> [COMPLETE THE FOLLOWING]:
1. List every author surname cited in the post on first steps in information retrieval.
2. Transcribe the part of the information retrieval post starting with "I’m part way" and going on through "Schütze. p1, 2009.).".

> [SUPPLIED PASSAGE]:

First steps in Information Retrieval

Before starting an MLIS in digital librarianship I have worked in libraries for around nine years. Despite being involved and enthusiastic, a lot on the course is new to me. One of these topics is information retrieval (IR).

In my experience at work I have seen information retrieval mostly from the point of view of the end user, advising about the best search terms or search filters to use to bring back the best results, but without a real understanding of why this was. With no real prior expectations about this module I was certainly surprised – and to start with a little intimidated – to be working with formulas like:

tfidf (ki, dj) := (tf (ki, dj) x idf (ki)

(to do with term weighting…) and assumed initially that this topic was only of relevance to a very behind-the-scenes area of library and information science for those actually designing the library systems. And whilst it is true that IR in the automated, computerised sense can typically be placed under the umbrella of computer science, it has always existed in librarianship, in a simpler form at one time involving manually retrieving and cross-referencing after interpretation of a users search query by a librarian.

I’m part way through this module and I wanted to share my initial thoughts and experiences of it.

This is a great definition of IR from the online edition of Manning, Raghavan, and Schütze’s Introduction to Information Retrieval:

“Information retrieval (IR) is finding material (usually documents) of an unstructured nature (usually text) that satisfies an information need from within large collections (usually stored on computers)” (Manning, Raghavan, Schütze. p1, 2009.).

You will note that this definition specifically talks about the material being retrieved as usually documents and text, but increasingly the information that people are looking for is not only contained in text documents, but also multimedia such as video, audio, images, and this I believe is one interesting and challenging area for IR. One of the most important aspects of IR is the notion of relevance as described in the text Modern Information Retrieval as the fundamental ‘IR Problem’:

“The IR Problem: the primary goal of an IR system is to retrieve all the documents that are relevant to a user query while retrieving as few nonrelevant documents as possible” (Baeza-Yates & Ribeiro-Neto. p4, 2010).

[Items from a dataset]
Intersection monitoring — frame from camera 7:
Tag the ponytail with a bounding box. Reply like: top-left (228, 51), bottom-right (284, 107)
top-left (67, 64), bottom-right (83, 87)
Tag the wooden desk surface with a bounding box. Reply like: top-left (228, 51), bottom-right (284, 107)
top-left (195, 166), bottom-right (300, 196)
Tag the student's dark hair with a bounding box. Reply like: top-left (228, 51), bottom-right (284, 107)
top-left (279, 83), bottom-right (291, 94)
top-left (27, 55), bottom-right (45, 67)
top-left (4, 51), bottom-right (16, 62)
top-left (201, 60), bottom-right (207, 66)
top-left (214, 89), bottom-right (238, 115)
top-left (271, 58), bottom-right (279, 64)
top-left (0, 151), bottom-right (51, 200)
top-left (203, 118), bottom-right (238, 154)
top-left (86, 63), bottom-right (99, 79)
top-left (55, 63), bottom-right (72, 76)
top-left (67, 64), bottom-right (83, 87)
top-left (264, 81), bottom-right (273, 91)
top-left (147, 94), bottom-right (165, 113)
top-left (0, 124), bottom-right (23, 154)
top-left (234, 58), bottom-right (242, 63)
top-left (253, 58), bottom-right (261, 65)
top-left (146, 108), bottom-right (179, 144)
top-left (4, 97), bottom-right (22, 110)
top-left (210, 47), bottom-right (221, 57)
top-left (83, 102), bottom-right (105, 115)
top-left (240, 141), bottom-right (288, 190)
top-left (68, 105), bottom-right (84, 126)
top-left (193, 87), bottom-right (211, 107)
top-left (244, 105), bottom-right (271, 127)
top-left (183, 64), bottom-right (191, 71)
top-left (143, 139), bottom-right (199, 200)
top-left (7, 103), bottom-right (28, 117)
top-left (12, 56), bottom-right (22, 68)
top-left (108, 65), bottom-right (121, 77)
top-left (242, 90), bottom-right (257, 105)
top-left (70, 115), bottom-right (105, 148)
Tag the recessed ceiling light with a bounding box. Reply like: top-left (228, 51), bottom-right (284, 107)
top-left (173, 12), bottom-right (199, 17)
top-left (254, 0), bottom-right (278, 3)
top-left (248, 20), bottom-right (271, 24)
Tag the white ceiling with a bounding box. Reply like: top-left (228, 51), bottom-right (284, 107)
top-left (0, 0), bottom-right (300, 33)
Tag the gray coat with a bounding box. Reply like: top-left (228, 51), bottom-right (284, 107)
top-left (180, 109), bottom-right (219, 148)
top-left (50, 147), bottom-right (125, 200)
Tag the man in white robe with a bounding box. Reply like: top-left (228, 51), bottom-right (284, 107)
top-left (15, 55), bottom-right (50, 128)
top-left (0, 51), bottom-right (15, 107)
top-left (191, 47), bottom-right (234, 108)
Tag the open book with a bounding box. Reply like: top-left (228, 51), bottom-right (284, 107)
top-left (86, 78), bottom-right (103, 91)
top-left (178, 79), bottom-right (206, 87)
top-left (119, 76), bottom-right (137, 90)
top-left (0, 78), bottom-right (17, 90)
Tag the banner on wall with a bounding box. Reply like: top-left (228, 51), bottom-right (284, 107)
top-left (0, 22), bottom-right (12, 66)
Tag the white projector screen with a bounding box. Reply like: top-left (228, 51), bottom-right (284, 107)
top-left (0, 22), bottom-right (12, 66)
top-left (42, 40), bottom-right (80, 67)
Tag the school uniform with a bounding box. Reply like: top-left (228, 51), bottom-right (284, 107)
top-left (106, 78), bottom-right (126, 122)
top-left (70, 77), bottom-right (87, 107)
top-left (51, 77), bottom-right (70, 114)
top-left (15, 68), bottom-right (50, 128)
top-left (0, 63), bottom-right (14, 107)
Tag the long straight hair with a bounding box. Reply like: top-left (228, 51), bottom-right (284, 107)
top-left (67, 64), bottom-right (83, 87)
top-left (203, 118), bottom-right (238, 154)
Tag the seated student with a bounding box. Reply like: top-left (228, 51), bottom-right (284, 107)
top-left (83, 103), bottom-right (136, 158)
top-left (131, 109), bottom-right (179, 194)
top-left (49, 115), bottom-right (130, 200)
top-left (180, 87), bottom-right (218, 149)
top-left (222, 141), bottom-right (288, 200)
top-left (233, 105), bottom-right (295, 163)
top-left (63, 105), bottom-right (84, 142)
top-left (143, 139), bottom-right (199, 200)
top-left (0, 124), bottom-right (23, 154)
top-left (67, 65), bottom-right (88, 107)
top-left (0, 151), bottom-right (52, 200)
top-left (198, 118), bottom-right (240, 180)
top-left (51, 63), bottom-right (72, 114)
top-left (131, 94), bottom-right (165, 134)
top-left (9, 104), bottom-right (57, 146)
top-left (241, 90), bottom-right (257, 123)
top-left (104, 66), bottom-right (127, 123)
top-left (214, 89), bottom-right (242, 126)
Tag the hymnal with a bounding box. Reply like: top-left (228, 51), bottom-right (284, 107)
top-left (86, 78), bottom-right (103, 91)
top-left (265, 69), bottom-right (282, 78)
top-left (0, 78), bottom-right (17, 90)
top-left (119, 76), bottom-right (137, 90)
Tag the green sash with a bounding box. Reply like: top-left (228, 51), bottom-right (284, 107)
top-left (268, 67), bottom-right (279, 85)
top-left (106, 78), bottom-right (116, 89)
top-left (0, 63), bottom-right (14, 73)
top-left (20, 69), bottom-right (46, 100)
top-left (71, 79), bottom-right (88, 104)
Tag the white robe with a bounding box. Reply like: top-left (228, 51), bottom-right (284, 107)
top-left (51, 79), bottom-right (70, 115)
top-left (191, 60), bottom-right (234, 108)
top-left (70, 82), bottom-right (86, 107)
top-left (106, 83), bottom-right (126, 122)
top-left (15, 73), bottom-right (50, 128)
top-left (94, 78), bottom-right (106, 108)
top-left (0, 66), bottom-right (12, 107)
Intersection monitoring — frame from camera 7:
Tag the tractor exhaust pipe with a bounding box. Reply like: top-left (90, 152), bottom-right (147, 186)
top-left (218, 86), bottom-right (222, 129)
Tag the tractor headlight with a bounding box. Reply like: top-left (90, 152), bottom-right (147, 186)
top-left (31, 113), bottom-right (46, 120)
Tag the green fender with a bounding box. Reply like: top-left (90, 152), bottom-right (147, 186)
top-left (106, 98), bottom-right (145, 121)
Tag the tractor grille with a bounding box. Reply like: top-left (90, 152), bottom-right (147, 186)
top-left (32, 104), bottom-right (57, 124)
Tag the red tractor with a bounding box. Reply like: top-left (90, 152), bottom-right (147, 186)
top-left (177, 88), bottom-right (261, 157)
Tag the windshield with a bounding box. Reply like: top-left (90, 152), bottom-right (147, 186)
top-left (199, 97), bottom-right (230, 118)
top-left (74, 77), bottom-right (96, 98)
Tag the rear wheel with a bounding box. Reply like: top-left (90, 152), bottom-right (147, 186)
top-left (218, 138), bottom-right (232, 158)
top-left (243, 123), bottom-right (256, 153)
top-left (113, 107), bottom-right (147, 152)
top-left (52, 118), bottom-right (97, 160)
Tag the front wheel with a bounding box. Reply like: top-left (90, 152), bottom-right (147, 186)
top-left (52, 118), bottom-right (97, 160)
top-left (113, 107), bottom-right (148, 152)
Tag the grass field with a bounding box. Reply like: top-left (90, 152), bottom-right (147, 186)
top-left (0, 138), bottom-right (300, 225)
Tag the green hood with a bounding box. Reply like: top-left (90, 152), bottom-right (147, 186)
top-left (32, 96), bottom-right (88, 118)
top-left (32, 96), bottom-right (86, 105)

> [RESPONSES BY TASK]:
1. Manning, Raghavan, Schütze, Baeza-Yates, Ribeiro-Neto

2.
I’m part way through this module and I wanted to share my initial thoughts and experiences of it.

This is a great definition of IR from the online edition of Manning, Raghavan, and Schütze’s Introduction to Information Retrieval:

“Information retrieval (IR) is finding material (usually documents) of an unstructured nature (usually text) that satisfies an information need from within large collections (usually stored on computers)” (Manning, Raghavan, Schütze. p1, 2009.).